## [Stated problem]
Copy every one of the rows below word for word, leaving out the pictures.

• • • • • • •

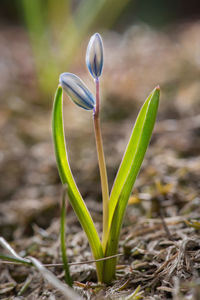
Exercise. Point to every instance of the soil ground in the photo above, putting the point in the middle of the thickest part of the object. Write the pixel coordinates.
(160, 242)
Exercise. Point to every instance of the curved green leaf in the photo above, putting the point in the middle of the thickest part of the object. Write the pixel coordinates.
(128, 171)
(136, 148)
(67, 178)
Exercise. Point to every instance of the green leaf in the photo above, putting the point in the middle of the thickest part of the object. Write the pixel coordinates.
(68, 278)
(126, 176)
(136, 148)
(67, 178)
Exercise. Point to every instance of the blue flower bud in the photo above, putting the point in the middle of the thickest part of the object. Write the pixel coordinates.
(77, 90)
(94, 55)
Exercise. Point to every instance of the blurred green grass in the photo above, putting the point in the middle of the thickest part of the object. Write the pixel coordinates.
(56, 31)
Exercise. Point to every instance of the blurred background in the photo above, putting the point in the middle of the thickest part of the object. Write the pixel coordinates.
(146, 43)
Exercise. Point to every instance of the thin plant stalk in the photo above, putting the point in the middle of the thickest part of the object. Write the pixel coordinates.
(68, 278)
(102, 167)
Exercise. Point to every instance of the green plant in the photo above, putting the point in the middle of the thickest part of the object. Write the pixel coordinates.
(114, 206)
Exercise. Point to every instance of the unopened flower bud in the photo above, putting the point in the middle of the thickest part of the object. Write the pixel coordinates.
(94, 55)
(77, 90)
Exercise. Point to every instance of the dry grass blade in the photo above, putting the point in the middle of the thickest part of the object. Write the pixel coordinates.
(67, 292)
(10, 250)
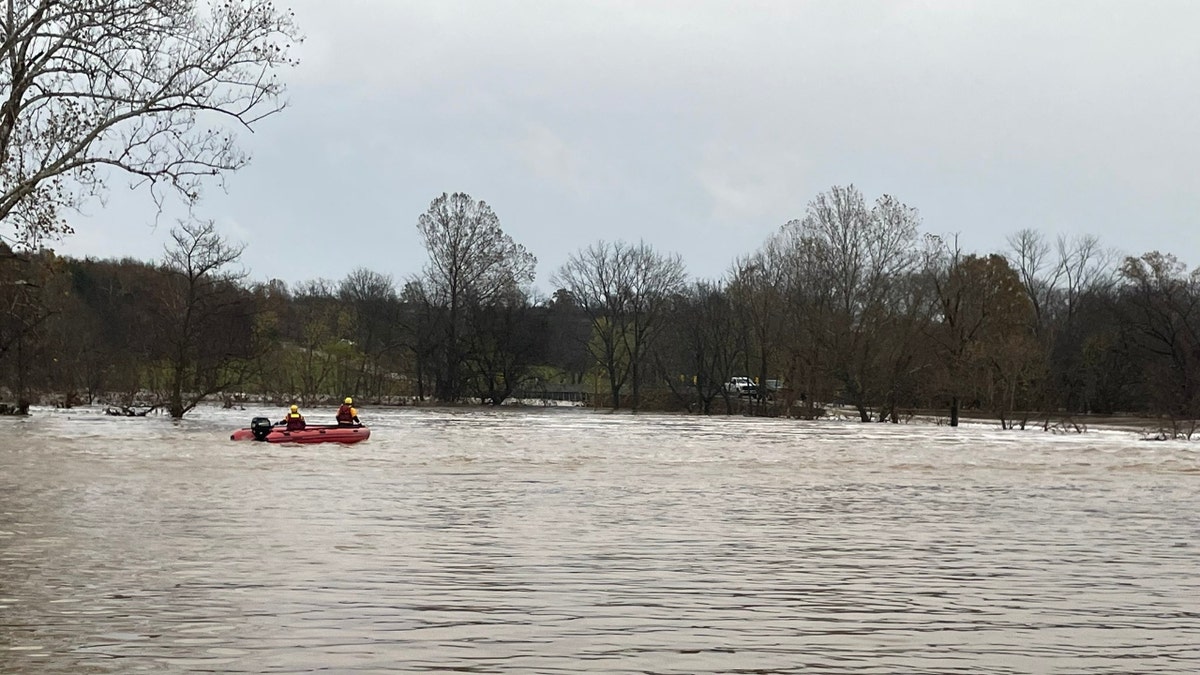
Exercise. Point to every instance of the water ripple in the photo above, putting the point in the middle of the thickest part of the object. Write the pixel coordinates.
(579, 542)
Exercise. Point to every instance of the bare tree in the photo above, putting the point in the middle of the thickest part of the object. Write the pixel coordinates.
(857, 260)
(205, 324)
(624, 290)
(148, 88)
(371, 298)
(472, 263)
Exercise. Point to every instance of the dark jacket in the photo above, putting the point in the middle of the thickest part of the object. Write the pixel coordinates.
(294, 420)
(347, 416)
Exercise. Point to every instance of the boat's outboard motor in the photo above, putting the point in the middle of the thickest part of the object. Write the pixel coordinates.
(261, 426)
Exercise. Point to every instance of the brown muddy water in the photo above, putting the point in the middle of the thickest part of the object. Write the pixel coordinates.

• • • • • • •

## [Task solution]
Exercise. Point to every instance of the soil ground in the photo above, putting the point in the middle of the thickest part of the object. Write the pixel coordinates.
(160, 242)
Exercise. Point to every instance of the curved green leaf in the photo above, putting the point in the middle of the thickest part of the object. Write the pixel coordinates.
(128, 171)
(136, 148)
(67, 178)
Exercise. Point to every instance of the green leaf in the photo above, putting the point in the middle of the thickest part of the object. Write the pixel coordinates.
(68, 278)
(126, 176)
(136, 148)
(67, 178)
Exercise. Point to every instance of the blue flower bud in the photo above, putting the point in the middle of the thickest part of the object. Write the pixel coordinates.
(77, 90)
(94, 55)
Exercise. Point to every instance of the blurred green grass in the photo above, putting the point in the middle of the thickest part of the object. Write the pixel coordinates.
(56, 31)
Exercise. Point to every instance of the blurred background in the photo above, putting the point in the middle of the thickest part of the object. Write the pixel coordinates.
(146, 43)
Exercise. Point to every instance of the thin plant stalk in the photo above, putting the point in the middle of the thickest part of the object. Write the pixel coordinates.
(68, 278)
(102, 167)
Exercise. Point to every instance of the green plant in the photo above, putting the point in the middle of the thickest part of the object. Write the pixel coordinates.
(114, 206)
Exercise. Point to every instance of the unopened flower bud in the photo above, putting the point in the middle of the thickest part of the object. Write the pixel coordinates.
(94, 55)
(77, 90)
Exercise. Point to every instance of the dry grass blade in the photo above, putting the point in the middle of the thickest part of the object. Write the pixel coordinates.
(67, 292)
(10, 250)
Exercise. Point to every instance of the water ripple in the photo above, putting the point in the middle of the thickest part of the object. Write the pixel coordinates.
(579, 542)
Exercise. Point to every instance of the bare tree in the photo above, putting the point in the middle of the thickest part of the object. Write the pixel coordinates.
(857, 260)
(205, 324)
(624, 290)
(148, 88)
(371, 298)
(472, 263)
Exercise. Point to every instance of the dark jacket in the photo above, putting the point in the middle of the thickest part of the object. Write the pixel coordinates.
(294, 420)
(347, 416)
Exercise. Point to every instance of the boat's outboard motor in the photo above, putting the point in the middle of the thickest part of the object. Write the pixel coordinates.
(261, 426)
Exercise. Point to every instance of the brown muddy water in the photo above, putting the point in the middle of the thickest part of the object. Write the pixel coordinates.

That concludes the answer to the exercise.